# READING PASSAGE
________________

Nobody authorised the taking of NASA photograph AS8-14-2383. In fact, if it weren’t for a quirk of astrophysics, it wouldn’t have been taken at all. By rights, the Earth should never ‘rise’ above the moon’s surface, because our tidal pull clinches the moon in a tight embrace—the two should always hold the same relative position. Luckily for astronaut Bill Anders, the moon in reality tends to wobble a little, giving the world on that Christmas Eve, 1968, a remarkable gift—its first self-portrait.

Unlike moonrises down here, Earthrises happen slowly on the moon; they can take 48 hours. Just the same, the crew of Apollo 8—lunar module pilot Anders, crew commander Frank Borman and command module pilot Jim Lovell—were lucky to witness it. The craft had already drifted past the spectacle three times, but none of its windows were facing the right way—the crew’s job instead was to photograph the lunar surface, casing potential landing sites for subsequent missions. Then, toward the end of its fourth orbit, Borman started to roll Apollo clear of the moon to gain radio comms with Houston. As he looked down to the lunar horizon for reference, he caught a famous, captivating glimpse. “Oh my God, look at that picture over there!” the comms transcript reads. “There’s the Earth coming up. Wow, is that pretty!” (Incidentally, the crew, being the first manned lunar mission, were also the first humans to see the far side of the moon as well).

________________

[Object pointing dataset rows]
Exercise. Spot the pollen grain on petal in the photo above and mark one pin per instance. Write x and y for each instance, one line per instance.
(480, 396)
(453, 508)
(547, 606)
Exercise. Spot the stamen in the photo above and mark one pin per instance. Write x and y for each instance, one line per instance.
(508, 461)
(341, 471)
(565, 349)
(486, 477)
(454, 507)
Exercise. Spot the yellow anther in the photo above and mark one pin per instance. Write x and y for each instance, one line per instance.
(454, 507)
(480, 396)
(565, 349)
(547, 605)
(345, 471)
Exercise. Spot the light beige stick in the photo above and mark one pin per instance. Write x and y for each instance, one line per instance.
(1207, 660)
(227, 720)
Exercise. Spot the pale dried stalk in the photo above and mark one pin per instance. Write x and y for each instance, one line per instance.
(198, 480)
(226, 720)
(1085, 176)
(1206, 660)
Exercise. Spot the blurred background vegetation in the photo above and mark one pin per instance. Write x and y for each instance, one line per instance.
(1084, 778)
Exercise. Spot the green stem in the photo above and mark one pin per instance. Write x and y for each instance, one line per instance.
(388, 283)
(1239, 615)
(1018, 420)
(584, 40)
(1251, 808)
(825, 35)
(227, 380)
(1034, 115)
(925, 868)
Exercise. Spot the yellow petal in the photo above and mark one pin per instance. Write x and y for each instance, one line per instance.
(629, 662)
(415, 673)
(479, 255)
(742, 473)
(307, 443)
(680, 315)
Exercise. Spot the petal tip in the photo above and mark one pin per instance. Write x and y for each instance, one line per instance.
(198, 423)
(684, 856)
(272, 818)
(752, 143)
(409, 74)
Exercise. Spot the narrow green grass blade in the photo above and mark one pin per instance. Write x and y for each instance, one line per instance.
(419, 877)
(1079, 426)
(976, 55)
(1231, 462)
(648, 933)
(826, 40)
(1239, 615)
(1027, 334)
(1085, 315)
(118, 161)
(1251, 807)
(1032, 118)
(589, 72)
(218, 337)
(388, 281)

________________

Write out the passage from the Earthrise text, from "Nobody authorised the" up to and including "gift—its first self-portrait.". The lines above are separate material, unrelated to the Earthrise text.

Nobody authorised the taking of NASA photograph AS8-14-2383. In fact, if it weren’t for a quirk of astrophysics, it wouldn’t have been taken at all. By rights, the Earth should never ‘rise’ above the moon’s surface, because our tidal pull clinches the moon in a tight embrace—the two should always hold the same relative position. Luckily for astronaut Bill Anders, the moon in reality tends to wobble a little, giving the world on that Christmas Eve, 1968, a remarkable gift—its first self-portrait.